- INSTRUCTIONS FOR THE TASK: Report the count of lines holding "then" in the records, with no other words.
+ + + + +
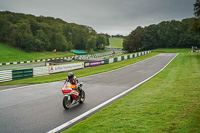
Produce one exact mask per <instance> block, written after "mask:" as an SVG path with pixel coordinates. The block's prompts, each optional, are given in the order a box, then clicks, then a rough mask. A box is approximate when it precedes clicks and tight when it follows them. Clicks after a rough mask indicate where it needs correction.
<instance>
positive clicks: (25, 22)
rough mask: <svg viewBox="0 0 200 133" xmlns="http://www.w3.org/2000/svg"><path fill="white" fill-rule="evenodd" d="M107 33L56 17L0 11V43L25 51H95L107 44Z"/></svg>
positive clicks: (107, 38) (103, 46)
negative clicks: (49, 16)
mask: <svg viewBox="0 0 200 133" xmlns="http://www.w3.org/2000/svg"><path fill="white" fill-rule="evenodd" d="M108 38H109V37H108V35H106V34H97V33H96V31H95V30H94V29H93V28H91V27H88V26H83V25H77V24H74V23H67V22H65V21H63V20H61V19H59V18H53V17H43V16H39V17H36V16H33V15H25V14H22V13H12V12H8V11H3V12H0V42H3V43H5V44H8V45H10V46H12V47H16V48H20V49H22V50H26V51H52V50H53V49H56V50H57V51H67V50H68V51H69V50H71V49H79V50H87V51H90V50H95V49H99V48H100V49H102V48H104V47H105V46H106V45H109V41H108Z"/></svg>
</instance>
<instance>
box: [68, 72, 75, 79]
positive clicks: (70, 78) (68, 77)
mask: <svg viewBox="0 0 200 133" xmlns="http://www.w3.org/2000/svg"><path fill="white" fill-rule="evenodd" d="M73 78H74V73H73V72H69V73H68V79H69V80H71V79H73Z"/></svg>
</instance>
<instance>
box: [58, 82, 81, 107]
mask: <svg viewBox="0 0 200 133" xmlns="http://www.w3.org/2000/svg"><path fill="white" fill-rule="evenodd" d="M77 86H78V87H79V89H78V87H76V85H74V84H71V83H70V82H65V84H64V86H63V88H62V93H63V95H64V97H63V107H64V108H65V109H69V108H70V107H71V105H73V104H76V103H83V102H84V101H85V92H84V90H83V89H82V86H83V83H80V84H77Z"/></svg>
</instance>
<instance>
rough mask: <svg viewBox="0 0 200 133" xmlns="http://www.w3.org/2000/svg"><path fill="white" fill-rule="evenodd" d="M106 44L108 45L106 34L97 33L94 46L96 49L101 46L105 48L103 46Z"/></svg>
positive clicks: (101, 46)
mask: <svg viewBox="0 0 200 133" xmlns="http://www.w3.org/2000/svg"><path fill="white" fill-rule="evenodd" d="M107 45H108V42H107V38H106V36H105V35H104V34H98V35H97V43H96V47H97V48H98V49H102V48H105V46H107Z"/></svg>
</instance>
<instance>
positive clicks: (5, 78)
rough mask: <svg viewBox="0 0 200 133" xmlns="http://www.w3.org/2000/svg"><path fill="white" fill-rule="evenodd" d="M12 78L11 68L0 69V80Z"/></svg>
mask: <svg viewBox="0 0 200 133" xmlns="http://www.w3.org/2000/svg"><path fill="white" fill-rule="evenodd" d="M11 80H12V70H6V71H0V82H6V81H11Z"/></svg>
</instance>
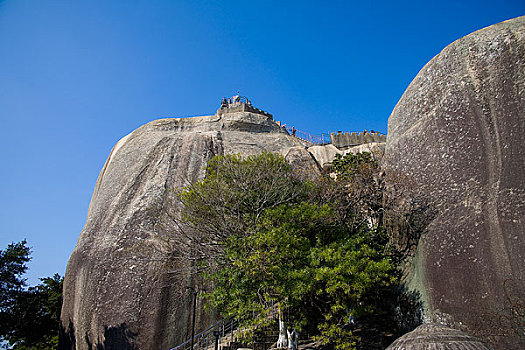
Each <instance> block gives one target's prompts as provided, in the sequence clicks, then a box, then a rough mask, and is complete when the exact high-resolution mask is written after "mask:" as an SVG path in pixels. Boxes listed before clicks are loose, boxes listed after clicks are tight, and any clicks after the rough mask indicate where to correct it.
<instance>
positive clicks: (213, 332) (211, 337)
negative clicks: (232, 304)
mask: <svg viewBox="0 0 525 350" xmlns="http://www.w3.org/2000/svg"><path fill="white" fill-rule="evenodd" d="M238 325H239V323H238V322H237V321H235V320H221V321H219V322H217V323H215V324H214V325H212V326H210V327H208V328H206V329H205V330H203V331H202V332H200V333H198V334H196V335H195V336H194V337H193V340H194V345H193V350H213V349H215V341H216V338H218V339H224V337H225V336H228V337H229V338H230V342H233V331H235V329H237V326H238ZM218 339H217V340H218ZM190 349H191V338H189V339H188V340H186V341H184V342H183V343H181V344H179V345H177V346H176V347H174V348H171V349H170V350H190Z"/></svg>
+ + + + +
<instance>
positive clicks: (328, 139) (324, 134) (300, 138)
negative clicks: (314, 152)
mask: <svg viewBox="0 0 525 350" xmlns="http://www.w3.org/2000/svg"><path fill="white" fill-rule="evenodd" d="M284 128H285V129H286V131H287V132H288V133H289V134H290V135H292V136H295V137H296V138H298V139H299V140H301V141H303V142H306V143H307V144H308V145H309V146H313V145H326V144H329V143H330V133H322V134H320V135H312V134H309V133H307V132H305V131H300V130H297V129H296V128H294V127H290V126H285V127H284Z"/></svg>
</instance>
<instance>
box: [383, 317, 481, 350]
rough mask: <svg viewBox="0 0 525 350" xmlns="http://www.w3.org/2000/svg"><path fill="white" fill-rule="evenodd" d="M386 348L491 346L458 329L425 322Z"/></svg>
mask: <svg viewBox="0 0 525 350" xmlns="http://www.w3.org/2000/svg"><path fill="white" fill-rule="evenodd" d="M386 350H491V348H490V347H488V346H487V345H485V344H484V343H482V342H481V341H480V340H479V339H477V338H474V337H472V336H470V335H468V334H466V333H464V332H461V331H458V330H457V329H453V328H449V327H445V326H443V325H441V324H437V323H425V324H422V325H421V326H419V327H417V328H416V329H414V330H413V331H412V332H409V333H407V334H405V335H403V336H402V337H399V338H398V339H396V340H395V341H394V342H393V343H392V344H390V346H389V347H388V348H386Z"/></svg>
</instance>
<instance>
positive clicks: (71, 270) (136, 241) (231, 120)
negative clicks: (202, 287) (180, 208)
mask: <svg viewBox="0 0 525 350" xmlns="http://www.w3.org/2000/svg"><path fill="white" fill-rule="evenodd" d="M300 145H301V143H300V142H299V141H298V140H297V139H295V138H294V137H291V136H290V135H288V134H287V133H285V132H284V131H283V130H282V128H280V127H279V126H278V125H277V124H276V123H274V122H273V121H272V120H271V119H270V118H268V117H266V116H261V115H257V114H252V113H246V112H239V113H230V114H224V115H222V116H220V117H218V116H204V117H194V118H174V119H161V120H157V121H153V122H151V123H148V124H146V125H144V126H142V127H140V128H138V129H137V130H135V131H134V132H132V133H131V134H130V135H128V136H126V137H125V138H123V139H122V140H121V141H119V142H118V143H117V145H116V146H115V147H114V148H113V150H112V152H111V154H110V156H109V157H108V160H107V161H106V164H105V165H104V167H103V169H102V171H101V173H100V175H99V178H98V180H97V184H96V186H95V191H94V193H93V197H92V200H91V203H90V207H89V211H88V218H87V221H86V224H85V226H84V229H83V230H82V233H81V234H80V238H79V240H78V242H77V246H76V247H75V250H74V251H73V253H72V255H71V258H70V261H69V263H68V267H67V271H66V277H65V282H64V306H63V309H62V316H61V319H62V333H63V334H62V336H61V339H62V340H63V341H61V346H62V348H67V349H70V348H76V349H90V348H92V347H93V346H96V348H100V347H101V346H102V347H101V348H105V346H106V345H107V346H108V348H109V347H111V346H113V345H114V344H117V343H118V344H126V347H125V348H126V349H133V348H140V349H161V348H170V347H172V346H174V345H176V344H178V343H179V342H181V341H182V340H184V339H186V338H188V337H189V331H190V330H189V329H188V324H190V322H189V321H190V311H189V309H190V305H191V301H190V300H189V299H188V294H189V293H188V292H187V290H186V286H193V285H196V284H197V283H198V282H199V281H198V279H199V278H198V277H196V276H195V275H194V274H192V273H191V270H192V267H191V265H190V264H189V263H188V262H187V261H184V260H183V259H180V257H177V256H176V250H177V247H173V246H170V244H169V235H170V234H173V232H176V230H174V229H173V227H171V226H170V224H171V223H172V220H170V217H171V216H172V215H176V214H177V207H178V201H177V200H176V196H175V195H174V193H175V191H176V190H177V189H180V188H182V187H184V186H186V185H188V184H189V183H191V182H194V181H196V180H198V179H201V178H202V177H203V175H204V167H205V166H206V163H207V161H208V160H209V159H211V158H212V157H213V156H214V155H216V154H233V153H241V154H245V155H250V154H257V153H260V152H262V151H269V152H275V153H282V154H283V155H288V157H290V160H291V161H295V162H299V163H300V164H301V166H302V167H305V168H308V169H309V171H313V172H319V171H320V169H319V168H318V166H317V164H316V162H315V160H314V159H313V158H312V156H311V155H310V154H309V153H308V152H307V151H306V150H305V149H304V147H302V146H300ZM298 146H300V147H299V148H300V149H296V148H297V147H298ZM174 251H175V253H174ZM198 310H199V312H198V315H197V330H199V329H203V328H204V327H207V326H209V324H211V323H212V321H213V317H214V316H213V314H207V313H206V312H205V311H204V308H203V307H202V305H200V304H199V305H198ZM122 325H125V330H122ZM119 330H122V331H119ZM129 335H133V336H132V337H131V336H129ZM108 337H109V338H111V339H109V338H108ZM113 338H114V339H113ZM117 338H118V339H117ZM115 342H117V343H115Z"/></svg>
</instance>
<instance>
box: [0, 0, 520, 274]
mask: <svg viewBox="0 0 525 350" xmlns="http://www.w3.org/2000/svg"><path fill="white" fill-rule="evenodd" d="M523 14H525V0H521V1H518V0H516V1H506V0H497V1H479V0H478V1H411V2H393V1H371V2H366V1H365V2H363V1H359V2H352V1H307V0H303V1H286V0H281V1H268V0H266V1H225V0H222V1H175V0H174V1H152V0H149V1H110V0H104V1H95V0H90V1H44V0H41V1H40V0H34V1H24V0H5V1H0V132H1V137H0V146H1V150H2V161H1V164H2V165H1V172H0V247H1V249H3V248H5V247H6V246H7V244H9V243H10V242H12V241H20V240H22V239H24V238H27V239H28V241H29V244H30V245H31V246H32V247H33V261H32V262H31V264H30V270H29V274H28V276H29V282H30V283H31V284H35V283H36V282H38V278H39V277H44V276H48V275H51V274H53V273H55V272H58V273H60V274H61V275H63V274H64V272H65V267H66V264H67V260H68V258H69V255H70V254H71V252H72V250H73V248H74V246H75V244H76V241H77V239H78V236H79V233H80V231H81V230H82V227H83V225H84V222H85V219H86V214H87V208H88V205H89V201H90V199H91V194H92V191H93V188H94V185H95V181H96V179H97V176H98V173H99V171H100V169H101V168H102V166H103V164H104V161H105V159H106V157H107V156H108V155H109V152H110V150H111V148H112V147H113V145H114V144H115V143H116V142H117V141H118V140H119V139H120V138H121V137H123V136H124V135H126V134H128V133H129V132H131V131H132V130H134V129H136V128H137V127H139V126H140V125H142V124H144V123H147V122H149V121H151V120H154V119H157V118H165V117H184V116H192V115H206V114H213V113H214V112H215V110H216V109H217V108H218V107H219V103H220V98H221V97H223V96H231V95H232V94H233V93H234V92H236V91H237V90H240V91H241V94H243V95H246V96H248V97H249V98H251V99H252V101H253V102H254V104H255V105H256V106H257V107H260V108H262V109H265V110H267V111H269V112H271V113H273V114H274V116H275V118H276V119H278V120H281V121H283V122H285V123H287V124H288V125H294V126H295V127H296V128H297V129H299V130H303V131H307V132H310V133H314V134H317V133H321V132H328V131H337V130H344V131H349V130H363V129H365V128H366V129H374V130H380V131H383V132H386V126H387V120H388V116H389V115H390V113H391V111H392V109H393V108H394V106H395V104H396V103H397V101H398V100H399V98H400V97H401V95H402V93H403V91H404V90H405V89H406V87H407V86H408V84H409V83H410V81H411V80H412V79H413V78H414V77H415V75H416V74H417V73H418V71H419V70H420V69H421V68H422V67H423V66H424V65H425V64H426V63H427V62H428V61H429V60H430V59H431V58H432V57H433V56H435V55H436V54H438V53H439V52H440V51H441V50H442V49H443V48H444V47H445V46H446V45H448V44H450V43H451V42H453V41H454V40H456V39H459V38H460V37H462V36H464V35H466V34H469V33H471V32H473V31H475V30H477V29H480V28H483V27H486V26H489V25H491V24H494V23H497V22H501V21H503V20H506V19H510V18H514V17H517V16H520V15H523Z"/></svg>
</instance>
+ + + + +
- EXERCISE OUTPUT: 2